§ Given records:
============
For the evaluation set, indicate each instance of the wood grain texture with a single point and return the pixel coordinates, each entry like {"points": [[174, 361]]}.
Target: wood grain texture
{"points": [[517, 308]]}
============
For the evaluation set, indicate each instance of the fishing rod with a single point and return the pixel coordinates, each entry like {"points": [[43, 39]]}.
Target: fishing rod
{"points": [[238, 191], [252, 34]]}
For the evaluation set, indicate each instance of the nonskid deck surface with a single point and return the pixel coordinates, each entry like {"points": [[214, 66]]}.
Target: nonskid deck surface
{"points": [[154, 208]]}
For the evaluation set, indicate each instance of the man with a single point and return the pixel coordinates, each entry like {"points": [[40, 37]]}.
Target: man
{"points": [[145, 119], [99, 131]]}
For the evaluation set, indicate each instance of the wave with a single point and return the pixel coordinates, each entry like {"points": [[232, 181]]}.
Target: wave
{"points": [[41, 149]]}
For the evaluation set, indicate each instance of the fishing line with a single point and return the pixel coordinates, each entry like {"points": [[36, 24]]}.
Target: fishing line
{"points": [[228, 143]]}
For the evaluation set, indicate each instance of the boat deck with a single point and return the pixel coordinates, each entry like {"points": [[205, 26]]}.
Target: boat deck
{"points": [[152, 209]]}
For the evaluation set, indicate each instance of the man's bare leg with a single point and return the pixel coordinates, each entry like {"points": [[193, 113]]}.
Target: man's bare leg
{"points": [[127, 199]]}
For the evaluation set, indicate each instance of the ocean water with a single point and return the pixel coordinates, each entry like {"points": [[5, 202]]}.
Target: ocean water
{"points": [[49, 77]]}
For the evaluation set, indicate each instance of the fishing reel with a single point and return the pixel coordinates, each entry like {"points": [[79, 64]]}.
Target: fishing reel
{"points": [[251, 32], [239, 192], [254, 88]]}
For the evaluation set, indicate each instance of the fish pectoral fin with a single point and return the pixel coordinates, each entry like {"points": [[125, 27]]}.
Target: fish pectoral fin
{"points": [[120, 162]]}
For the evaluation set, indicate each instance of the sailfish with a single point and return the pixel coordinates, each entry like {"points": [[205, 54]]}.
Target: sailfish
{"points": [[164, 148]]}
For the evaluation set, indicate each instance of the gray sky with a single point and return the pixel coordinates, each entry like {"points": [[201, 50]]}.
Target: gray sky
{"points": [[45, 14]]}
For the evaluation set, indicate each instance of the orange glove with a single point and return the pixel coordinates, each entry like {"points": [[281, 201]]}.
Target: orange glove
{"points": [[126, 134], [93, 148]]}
============
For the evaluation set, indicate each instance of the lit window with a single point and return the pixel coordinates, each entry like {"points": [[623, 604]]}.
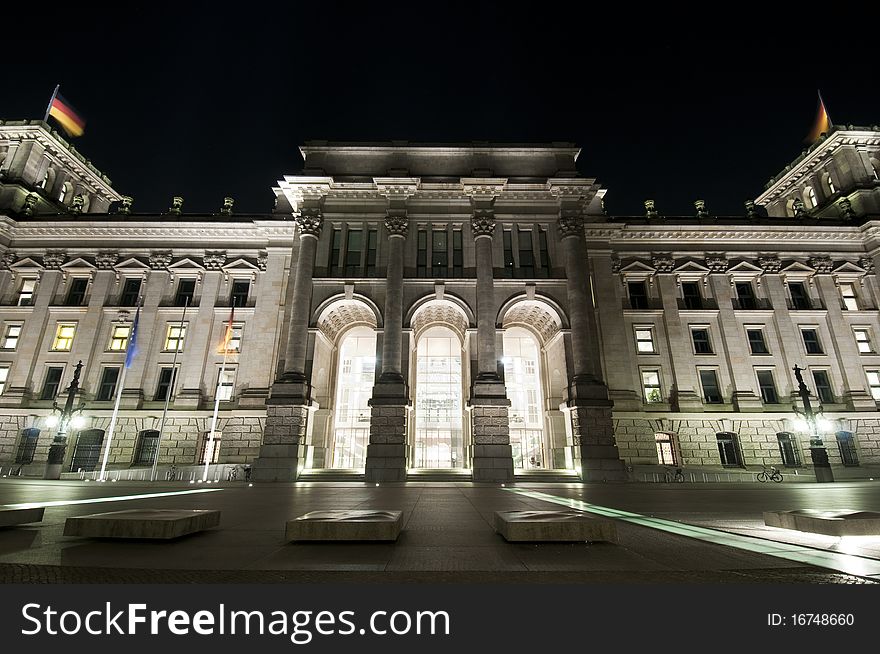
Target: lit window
============
§ Goal of the exercise:
List each line of the material above that contains the string "texture", copying those lines in full.

§ Solved problem:
For the evaluation set, indicate each instance of the wood grain texture with a single point and return the pixel coordinates, each entry like {"points": [[174, 361]]}.
Target: wood grain texture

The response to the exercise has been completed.